WORK TO DO: Count the lines in the material below that contain the string "window", treating uppercase and lowercase as different. Give only the number.

______

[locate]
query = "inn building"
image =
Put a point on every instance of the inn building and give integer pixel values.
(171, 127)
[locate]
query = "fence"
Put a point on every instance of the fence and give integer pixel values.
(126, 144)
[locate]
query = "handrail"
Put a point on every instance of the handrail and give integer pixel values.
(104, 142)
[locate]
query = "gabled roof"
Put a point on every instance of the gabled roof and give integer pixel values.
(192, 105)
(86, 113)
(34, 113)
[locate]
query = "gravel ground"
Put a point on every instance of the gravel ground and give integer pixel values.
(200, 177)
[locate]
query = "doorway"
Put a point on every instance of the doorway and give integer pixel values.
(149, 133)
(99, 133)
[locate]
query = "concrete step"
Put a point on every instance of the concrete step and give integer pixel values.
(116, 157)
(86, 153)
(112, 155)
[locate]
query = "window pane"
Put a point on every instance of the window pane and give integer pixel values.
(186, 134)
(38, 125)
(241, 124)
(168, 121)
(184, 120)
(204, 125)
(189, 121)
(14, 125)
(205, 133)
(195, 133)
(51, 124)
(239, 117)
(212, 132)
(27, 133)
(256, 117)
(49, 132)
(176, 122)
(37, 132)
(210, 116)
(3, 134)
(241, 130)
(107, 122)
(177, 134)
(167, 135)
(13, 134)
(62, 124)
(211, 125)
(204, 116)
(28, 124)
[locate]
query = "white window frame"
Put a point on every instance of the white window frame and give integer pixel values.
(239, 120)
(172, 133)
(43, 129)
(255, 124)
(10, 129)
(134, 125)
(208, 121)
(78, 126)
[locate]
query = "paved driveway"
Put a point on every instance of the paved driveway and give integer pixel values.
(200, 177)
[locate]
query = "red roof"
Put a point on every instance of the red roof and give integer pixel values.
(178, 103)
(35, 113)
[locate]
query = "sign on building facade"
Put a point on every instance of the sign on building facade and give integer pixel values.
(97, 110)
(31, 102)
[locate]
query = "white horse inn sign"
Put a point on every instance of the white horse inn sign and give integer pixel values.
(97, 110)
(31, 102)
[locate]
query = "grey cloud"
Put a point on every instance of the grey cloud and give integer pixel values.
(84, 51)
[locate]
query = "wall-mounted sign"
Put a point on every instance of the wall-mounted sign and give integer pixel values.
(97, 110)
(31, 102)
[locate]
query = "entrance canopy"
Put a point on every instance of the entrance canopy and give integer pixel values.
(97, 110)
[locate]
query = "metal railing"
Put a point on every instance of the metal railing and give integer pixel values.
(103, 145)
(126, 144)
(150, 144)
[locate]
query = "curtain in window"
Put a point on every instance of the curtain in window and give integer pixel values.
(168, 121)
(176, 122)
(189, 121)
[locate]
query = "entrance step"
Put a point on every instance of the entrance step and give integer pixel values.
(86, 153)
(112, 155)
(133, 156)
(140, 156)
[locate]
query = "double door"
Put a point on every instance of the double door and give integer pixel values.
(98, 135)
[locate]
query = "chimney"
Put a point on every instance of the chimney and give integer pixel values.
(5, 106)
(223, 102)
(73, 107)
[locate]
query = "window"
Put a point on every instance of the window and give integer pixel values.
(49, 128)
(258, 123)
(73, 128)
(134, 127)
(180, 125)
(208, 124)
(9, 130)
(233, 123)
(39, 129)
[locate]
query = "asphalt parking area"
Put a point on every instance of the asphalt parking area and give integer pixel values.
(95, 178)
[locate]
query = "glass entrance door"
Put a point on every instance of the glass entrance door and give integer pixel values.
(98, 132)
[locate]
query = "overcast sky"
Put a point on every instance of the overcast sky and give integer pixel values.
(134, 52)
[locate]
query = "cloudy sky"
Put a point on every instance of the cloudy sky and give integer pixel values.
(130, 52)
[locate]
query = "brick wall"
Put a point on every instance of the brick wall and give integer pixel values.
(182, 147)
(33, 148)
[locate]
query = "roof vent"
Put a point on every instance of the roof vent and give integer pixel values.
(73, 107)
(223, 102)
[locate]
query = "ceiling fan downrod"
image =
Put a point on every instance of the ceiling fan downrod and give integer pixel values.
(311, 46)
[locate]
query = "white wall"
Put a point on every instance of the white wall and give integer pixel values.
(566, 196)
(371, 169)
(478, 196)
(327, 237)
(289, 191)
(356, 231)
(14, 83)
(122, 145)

______

EXPECTED ANSWER: 8